Saved data entries:
%%
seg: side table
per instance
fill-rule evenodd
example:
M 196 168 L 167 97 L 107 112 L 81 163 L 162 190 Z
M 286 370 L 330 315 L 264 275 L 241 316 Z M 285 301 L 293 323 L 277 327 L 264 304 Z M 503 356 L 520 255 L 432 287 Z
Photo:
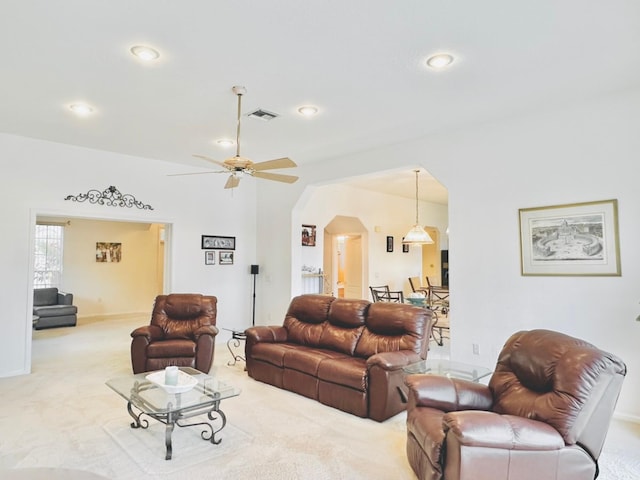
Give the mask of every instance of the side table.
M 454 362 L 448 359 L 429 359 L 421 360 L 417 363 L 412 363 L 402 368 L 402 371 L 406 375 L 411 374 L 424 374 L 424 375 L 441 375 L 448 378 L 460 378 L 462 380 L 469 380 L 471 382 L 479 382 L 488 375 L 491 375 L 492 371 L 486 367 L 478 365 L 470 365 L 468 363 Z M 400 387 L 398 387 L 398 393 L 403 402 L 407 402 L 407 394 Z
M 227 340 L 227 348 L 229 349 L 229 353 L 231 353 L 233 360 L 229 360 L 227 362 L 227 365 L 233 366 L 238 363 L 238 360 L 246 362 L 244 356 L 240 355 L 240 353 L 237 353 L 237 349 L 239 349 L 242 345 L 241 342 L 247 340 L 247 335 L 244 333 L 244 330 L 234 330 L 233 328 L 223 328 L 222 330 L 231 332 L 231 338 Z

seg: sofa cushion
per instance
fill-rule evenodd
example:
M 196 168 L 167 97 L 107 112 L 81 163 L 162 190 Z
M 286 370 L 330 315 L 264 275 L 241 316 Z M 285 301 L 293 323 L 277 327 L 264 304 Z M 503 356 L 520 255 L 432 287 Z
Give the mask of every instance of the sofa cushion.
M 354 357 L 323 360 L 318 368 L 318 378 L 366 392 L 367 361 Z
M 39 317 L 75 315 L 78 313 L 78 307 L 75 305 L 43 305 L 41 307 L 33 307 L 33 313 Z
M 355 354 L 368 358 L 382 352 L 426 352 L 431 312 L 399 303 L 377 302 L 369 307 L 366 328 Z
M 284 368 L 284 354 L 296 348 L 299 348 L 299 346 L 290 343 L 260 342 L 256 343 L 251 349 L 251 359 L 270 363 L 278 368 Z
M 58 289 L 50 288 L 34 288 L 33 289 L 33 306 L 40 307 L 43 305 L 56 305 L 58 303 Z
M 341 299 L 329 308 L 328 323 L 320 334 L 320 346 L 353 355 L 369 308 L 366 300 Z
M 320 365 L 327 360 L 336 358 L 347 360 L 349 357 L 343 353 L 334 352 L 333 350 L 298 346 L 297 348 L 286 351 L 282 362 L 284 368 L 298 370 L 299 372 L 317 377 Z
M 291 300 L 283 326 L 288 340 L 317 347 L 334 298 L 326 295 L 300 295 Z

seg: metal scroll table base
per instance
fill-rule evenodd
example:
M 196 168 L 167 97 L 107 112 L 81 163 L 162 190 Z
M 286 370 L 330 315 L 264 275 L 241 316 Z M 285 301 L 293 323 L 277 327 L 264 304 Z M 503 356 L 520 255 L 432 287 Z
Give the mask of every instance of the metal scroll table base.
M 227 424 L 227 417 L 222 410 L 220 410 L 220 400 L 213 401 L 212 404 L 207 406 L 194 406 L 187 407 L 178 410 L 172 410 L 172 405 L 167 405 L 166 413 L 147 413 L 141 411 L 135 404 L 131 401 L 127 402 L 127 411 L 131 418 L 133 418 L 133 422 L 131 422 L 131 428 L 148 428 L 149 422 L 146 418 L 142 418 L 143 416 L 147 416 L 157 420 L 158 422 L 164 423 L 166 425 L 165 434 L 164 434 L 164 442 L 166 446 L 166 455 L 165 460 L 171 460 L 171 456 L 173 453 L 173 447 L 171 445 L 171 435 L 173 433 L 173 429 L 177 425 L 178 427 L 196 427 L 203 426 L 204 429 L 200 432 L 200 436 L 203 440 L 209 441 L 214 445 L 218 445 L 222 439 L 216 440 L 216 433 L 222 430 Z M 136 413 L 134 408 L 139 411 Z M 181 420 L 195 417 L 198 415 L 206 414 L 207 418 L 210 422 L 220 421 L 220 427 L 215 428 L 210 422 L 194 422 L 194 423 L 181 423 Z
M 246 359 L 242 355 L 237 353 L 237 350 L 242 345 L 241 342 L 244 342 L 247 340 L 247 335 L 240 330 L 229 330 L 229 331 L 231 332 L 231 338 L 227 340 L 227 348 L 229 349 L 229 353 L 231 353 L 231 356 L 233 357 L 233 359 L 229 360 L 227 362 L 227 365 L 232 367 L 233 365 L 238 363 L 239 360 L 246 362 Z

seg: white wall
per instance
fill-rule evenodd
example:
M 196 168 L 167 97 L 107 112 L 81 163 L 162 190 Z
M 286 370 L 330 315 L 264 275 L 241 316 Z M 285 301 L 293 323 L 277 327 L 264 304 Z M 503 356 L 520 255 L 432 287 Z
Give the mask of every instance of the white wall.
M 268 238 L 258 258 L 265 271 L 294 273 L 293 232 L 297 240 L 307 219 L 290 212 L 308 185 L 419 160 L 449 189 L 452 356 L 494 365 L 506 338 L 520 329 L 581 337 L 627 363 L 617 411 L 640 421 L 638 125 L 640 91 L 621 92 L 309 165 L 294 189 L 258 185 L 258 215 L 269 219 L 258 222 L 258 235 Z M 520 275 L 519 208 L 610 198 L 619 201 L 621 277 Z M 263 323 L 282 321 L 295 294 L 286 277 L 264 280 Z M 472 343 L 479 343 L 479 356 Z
%%
The whole of the data needs to be copied word for word, though not its pictures.

seg: side table
per instance
fill-rule evenodd
example:
M 196 168 L 167 97 L 107 112 L 81 163 L 162 190 Z
M 286 370 L 330 315 L 264 275 L 241 316 Z M 285 301 L 293 323 L 277 327 L 264 304 Z M 503 356 L 520 255 L 432 287 Z
Photo:
Give the mask of every instance of the side table.
M 454 362 L 448 359 L 429 359 L 421 360 L 417 363 L 412 363 L 402 368 L 402 371 L 406 375 L 411 374 L 424 374 L 424 375 L 441 375 L 448 378 L 460 378 L 462 380 L 469 380 L 471 382 L 479 382 L 488 375 L 491 375 L 492 371 L 486 367 L 478 365 L 470 365 L 468 363 Z M 400 387 L 398 387 L 398 393 L 403 402 L 407 402 L 407 394 Z
M 227 340 L 227 348 L 229 349 L 229 353 L 231 353 L 233 360 L 229 360 L 227 362 L 227 365 L 233 366 L 238 363 L 238 360 L 246 362 L 244 356 L 240 355 L 240 353 L 237 353 L 237 349 L 239 349 L 242 345 L 241 342 L 247 340 L 247 335 L 244 333 L 244 330 L 234 330 L 233 328 L 223 328 L 222 330 L 231 332 L 231 338 Z

seg: sofa cushion
per instance
fill-rule evenodd
example:
M 196 168 L 167 97 L 107 112 L 81 163 L 162 190 Z
M 286 370 L 330 315 L 264 275 L 241 316 Z M 285 301 L 293 323 L 277 327 L 264 304 Z M 503 356 L 520 255 L 432 287 Z
Give the mask of every instance of the sofa cushion.
M 354 357 L 323 360 L 318 368 L 318 378 L 366 392 L 367 361 Z
M 39 317 L 75 315 L 78 313 L 78 307 L 75 305 L 43 305 L 41 307 L 33 307 L 33 313 Z
M 355 354 L 368 358 L 382 352 L 426 352 L 431 312 L 399 303 L 377 302 L 369 307 L 366 328 Z
M 284 368 L 284 354 L 296 348 L 299 348 L 299 346 L 290 343 L 260 342 L 256 343 L 251 349 L 251 359 L 270 363 L 278 368 Z
M 58 289 L 50 288 L 34 288 L 33 289 L 33 306 L 40 307 L 43 305 L 56 305 L 58 303 Z
M 341 299 L 329 308 L 328 323 L 320 334 L 320 346 L 353 355 L 369 308 L 366 300 Z
M 320 365 L 327 360 L 336 358 L 347 360 L 349 357 L 343 353 L 334 352 L 333 350 L 298 346 L 297 348 L 286 351 L 282 362 L 284 368 L 298 370 L 299 372 L 317 377 Z
M 291 300 L 283 326 L 288 340 L 317 347 L 334 298 L 326 295 L 300 295 Z

seg: metal scroll table base
per instance
fill-rule evenodd
example:
M 196 168 L 167 97 L 107 112 L 81 163 L 162 190 Z
M 286 370 L 330 315 L 264 275 L 241 316 Z M 285 301 L 293 323 L 277 327 L 264 304 Z M 503 356 L 520 255 L 432 287 Z
Give the mask of every instance of the metal scroll table base.
M 227 424 L 227 417 L 222 410 L 220 410 L 220 400 L 213 401 L 212 404 L 207 406 L 194 406 L 187 407 L 178 410 L 172 410 L 172 405 L 167 405 L 166 413 L 147 413 L 141 411 L 135 404 L 131 401 L 127 402 L 127 411 L 131 418 L 133 418 L 133 422 L 131 422 L 131 428 L 148 428 L 149 422 L 146 418 L 142 418 L 143 416 L 147 416 L 157 420 L 158 422 L 164 423 L 166 425 L 165 434 L 164 434 L 164 442 L 166 446 L 166 455 L 165 460 L 171 460 L 171 456 L 173 453 L 173 447 L 171 445 L 171 435 L 173 433 L 173 429 L 177 425 L 178 427 L 196 427 L 203 426 L 204 429 L 200 432 L 200 436 L 203 440 L 209 441 L 214 445 L 218 445 L 222 439 L 216 440 L 216 433 L 222 430 Z M 136 413 L 134 408 L 139 411 Z M 181 420 L 195 417 L 198 415 L 206 414 L 207 418 L 210 422 L 220 421 L 220 427 L 215 428 L 210 422 L 194 422 L 194 423 L 181 423 Z
M 246 359 L 242 355 L 237 353 L 237 350 L 242 345 L 241 342 L 244 342 L 247 340 L 247 335 L 240 330 L 229 330 L 229 331 L 231 332 L 231 338 L 227 340 L 227 348 L 229 349 L 229 353 L 231 353 L 231 356 L 233 357 L 233 359 L 229 360 L 227 362 L 227 365 L 232 367 L 233 365 L 238 363 L 239 360 L 246 362 Z

seg: white wall
per instance
fill-rule evenodd
example:
M 196 168 L 167 97 L 107 112 L 81 163 L 162 190 Z
M 286 370 L 330 315 L 264 275 L 241 316 Z M 285 301 L 293 323 L 277 327 L 264 304 Z M 503 356 L 520 255 L 432 287 Z
Give the mask of every instance of the white wall.
M 268 238 L 258 258 L 265 271 L 294 273 L 293 232 L 297 240 L 307 219 L 290 212 L 308 185 L 419 160 L 449 189 L 452 356 L 494 365 L 506 338 L 520 329 L 581 337 L 627 363 L 617 411 L 640 421 L 638 125 L 640 91 L 621 92 L 309 165 L 294 189 L 258 185 L 258 215 L 269 219 L 258 222 L 258 235 Z M 520 275 L 519 208 L 610 198 L 619 201 L 621 277 Z M 263 323 L 282 321 L 295 294 L 286 277 L 264 280 Z M 472 343 L 479 343 L 479 356 Z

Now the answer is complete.